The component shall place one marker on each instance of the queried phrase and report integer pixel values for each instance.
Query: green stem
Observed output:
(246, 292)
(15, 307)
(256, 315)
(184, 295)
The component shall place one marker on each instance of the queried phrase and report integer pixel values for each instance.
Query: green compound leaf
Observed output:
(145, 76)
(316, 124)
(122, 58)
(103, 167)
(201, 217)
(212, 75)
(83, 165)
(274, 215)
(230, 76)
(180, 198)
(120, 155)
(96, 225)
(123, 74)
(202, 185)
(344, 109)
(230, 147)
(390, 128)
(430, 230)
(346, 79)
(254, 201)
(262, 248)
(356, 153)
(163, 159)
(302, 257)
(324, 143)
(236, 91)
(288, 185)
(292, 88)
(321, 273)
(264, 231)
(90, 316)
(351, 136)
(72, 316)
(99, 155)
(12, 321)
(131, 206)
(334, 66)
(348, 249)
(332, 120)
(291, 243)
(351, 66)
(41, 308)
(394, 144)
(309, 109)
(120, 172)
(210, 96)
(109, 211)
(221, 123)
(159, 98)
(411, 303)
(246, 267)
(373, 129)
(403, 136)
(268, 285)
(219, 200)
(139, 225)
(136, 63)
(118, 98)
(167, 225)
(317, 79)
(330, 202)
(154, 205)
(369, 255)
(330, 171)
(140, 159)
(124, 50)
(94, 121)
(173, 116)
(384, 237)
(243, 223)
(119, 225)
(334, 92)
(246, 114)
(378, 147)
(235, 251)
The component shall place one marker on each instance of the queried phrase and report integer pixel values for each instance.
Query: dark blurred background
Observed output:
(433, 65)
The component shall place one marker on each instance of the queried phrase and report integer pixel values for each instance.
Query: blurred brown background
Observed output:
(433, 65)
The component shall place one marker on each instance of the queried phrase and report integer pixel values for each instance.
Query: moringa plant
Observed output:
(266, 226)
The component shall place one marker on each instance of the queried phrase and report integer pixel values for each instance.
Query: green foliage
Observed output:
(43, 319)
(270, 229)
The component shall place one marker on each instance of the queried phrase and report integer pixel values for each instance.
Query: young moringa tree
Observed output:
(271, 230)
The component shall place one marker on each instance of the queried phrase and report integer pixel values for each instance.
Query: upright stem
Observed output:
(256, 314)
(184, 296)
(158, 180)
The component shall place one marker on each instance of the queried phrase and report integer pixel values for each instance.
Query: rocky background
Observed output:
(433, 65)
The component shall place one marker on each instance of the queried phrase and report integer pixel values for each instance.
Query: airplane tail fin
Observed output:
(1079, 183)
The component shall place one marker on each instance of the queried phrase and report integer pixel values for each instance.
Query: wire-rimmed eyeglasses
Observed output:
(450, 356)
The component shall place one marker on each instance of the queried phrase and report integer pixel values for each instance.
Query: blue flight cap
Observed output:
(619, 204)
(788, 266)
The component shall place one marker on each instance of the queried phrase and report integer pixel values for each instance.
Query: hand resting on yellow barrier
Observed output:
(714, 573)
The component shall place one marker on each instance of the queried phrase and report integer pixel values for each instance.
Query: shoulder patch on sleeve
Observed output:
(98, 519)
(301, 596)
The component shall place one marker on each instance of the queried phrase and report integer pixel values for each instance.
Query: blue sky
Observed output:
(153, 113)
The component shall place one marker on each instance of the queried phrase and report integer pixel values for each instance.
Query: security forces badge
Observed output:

Aim of the task » Search the listing for the word "background", and copy every line in which it is found.

Reply to the exercise »
Query: dark blurred background
Query: blurred brown background
Query: rocky background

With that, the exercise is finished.